What this task involves:
Present every line of the records below as a numbered list, leaving out the blank lines.

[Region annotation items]
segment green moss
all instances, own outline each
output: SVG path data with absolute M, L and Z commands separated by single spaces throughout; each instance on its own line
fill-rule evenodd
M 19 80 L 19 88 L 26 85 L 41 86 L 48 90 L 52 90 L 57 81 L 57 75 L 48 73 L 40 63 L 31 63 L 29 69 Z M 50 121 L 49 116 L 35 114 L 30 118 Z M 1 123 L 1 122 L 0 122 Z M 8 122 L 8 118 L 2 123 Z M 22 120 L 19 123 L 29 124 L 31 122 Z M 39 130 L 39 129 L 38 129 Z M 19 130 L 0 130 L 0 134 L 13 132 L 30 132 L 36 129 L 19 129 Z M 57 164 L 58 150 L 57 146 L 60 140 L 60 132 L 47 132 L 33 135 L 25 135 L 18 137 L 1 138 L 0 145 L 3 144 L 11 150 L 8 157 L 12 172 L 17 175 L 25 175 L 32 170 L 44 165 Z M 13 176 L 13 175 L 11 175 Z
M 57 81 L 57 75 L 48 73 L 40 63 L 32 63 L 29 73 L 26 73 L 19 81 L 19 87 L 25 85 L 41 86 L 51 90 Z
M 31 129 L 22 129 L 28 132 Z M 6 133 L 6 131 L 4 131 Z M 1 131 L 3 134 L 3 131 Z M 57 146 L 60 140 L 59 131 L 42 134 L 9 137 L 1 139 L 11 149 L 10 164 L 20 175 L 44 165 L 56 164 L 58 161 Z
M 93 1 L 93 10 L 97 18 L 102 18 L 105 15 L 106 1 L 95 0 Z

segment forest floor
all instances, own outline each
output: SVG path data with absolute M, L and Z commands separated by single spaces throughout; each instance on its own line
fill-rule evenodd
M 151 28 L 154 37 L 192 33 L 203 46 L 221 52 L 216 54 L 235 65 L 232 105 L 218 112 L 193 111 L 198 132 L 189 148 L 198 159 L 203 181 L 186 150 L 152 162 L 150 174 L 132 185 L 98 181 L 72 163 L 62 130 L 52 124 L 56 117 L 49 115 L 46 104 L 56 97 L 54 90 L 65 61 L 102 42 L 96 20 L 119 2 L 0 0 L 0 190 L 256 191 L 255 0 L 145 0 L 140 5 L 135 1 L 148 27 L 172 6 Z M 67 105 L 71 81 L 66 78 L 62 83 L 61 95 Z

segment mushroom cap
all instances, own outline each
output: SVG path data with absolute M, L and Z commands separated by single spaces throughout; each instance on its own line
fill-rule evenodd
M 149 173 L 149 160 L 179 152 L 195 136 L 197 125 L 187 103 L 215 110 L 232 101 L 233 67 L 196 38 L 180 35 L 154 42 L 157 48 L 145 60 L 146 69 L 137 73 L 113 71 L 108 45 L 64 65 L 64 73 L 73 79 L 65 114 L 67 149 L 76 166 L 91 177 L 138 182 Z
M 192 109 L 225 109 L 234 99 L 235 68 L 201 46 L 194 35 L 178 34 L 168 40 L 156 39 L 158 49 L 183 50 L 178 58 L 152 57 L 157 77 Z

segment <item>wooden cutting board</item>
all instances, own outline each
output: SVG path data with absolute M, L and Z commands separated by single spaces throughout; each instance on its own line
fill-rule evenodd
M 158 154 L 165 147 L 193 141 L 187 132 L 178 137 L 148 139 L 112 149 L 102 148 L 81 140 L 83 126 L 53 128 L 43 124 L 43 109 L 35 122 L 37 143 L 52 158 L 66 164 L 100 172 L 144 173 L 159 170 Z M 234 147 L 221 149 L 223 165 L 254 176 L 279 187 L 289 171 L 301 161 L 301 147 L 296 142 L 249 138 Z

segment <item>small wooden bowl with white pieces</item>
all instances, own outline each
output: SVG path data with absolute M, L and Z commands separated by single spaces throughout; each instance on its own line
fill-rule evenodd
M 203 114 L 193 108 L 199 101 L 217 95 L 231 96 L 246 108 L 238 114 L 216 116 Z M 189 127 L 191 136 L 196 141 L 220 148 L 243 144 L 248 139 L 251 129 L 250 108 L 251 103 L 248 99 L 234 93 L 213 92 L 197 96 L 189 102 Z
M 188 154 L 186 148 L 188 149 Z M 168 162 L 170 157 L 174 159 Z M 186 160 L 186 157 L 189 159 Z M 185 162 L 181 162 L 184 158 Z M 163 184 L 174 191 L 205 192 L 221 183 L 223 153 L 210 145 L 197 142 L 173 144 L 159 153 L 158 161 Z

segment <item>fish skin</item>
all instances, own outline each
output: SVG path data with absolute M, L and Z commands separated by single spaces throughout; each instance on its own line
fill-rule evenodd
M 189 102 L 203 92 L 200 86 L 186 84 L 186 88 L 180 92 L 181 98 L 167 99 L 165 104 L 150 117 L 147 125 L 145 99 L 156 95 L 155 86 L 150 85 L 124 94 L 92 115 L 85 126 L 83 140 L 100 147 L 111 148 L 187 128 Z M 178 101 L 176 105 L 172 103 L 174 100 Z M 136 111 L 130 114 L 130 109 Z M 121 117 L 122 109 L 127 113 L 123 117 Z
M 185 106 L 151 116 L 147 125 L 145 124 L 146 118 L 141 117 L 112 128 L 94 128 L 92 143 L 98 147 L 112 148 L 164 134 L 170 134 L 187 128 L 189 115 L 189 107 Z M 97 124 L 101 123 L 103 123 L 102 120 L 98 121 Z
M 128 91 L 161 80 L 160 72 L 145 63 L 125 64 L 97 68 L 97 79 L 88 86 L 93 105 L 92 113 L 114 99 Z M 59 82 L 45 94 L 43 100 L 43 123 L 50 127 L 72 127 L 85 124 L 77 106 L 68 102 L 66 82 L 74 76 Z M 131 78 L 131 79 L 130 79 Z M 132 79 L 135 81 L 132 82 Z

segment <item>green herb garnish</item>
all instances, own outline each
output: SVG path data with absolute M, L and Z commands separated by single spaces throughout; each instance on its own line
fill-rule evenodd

Expected answer:
1. segment green moss
2. all instances, own outline each
3. output: SVG path data with absolute M, L and Z commands separated by single spaces throughout; each instance on its own line
4. fill-rule evenodd
5. M 19 80 L 19 88 L 26 85 L 41 86 L 48 90 L 52 90 L 57 81 L 57 75 L 48 73 L 40 63 L 31 63 L 29 69 Z M 50 121 L 49 116 L 35 114 L 30 118 Z M 1 123 L 1 122 L 0 122 Z M 8 122 L 8 118 L 2 123 Z M 22 120 L 19 123 L 29 124 L 31 122 Z M 39 130 L 39 129 L 38 129 Z M 19 130 L 0 130 L 0 134 L 13 132 L 30 132 L 36 129 L 19 129 Z M 57 164 L 58 150 L 57 146 L 60 140 L 60 132 L 47 132 L 33 135 L 25 135 L 18 137 L 1 138 L 0 145 L 3 144 L 11 150 L 8 157 L 12 172 L 17 175 L 25 175 L 32 170 L 44 165 Z M 13 176 L 13 175 L 11 175 Z
6. M 57 81 L 57 75 L 48 73 L 40 63 L 32 63 L 29 73 L 26 73 L 19 81 L 19 87 L 25 85 L 41 86 L 51 90 Z
7. M 31 129 L 22 129 L 28 132 Z M 6 133 L 6 131 L 4 131 Z M 1 131 L 3 134 L 3 131 Z M 57 146 L 60 140 L 59 131 L 42 134 L 9 137 L 1 139 L 11 149 L 10 164 L 20 175 L 44 165 L 56 164 L 58 161 Z
8. M 93 1 L 93 10 L 97 18 L 102 18 L 105 15 L 106 1 L 95 0 Z
9. segment forest floor
10. all instances, own outline each
11. output: SVG path data with absolute M, L and Z commands separated by single spaces throughout; each instance on its own line
12. fill-rule evenodd
13. M 151 28 L 154 37 L 192 33 L 203 46 L 221 52 L 216 54 L 235 65 L 232 105 L 218 112 L 193 111 L 198 132 L 189 148 L 198 159 L 203 181 L 186 150 L 152 162 L 150 174 L 132 185 L 98 181 L 72 163 L 62 130 L 52 124 L 56 117 L 49 115 L 46 104 L 56 97 L 54 90 L 65 61 L 102 42 L 96 20 L 119 2 L 0 0 L 0 190 L 256 191 L 255 0 L 145 0 L 140 5 L 135 1 L 148 27 L 172 6 Z M 67 105 L 71 81 L 66 78 L 62 83 L 61 95 Z
14. segment mushroom cap
15. all instances, own outline each
16. output: SVG path data with absolute M, L and Z commands separated by single spaces throughout; each instance on its own line
17. fill-rule evenodd
18. M 149 173 L 149 160 L 179 152 L 195 136 L 197 125 L 187 103 L 215 110 L 232 101 L 233 67 L 196 38 L 180 35 L 154 42 L 157 48 L 145 60 L 146 69 L 137 73 L 113 71 L 108 45 L 64 65 L 64 73 L 73 79 L 65 114 L 67 149 L 76 166 L 91 177 L 138 182 Z
19. M 192 109 L 225 109 L 234 99 L 235 68 L 201 46 L 194 35 L 178 34 L 168 40 L 156 39 L 158 49 L 183 50 L 178 58 L 152 57 L 157 77 Z
20. segment <item>wooden cutting board</item>
21. all instances, own outline each
22. output: SVG path data with absolute M, L and Z commands separated by single spaces throughout; each instance on its own line
23. fill-rule evenodd
24. M 158 154 L 165 147 L 193 141 L 187 132 L 178 137 L 148 139 L 112 149 L 102 148 L 81 140 L 83 126 L 53 128 L 43 124 L 43 109 L 35 122 L 37 143 L 52 158 L 66 164 L 100 172 L 144 173 L 159 170 Z M 234 147 L 221 149 L 223 165 L 254 176 L 279 187 L 289 171 L 301 161 L 301 147 L 296 142 L 249 138 Z
25. segment <item>small wooden bowl with white pieces</item>
26. all instances, own outline each
27. output: SVG path data with absolute M, L and Z commands separated by single spaces throughout; each instance on its own line
28. fill-rule evenodd
29. M 203 114 L 193 108 L 199 101 L 217 95 L 231 96 L 246 108 L 238 114 L 216 116 Z M 189 127 L 191 136 L 196 141 L 220 148 L 243 144 L 248 139 L 251 129 L 250 108 L 251 103 L 248 99 L 234 93 L 213 92 L 197 96 L 189 102 Z
30. M 188 154 L 186 148 L 188 149 Z M 168 162 L 170 157 L 174 159 Z M 186 160 L 186 157 L 189 159 Z M 185 162 L 181 162 L 184 158 Z M 163 184 L 174 191 L 205 192 L 221 183 L 223 153 L 210 145 L 197 142 L 173 144 L 159 153 L 158 161 Z
31. segment <item>fish skin</item>
32. all instances, own outline each
33. output: SVG path data with absolute M, L and Z commands separated by single spaces throughout; each instance on its own line
34. fill-rule evenodd
35. M 189 102 L 203 92 L 200 86 L 186 84 L 186 88 L 180 92 L 181 98 L 167 99 L 165 104 L 150 117 L 147 125 L 145 99 L 156 95 L 155 86 L 150 85 L 124 94 L 92 115 L 85 126 L 83 140 L 100 147 L 111 148 L 187 128 Z M 178 101 L 176 105 L 172 103 L 174 100 Z M 136 111 L 130 114 L 130 109 Z M 121 117 L 122 109 L 127 113 L 123 117 Z
36. M 185 106 L 151 116 L 147 125 L 145 124 L 146 118 L 141 117 L 112 128 L 94 128 L 92 143 L 98 147 L 112 148 L 164 134 L 170 134 L 187 128 L 189 115 L 189 107 Z M 97 124 L 101 123 L 103 123 L 102 120 L 98 121 Z
37. M 128 91 L 161 80 L 160 72 L 145 63 L 125 64 L 97 68 L 97 79 L 88 86 L 93 105 L 92 113 L 114 99 Z M 59 82 L 45 94 L 43 100 L 43 123 L 50 127 L 72 127 L 85 124 L 77 106 L 68 102 L 66 82 L 74 76 Z M 131 78 L 131 79 L 130 79 Z M 132 79 L 135 81 L 132 82 Z
38. segment <item>green herb garnish</item>
39. all instances, own outline each
40. output: SVG path data with absolute M, L and Z commands separated by single spaces throughout; each instance on its own line
41. fill-rule evenodd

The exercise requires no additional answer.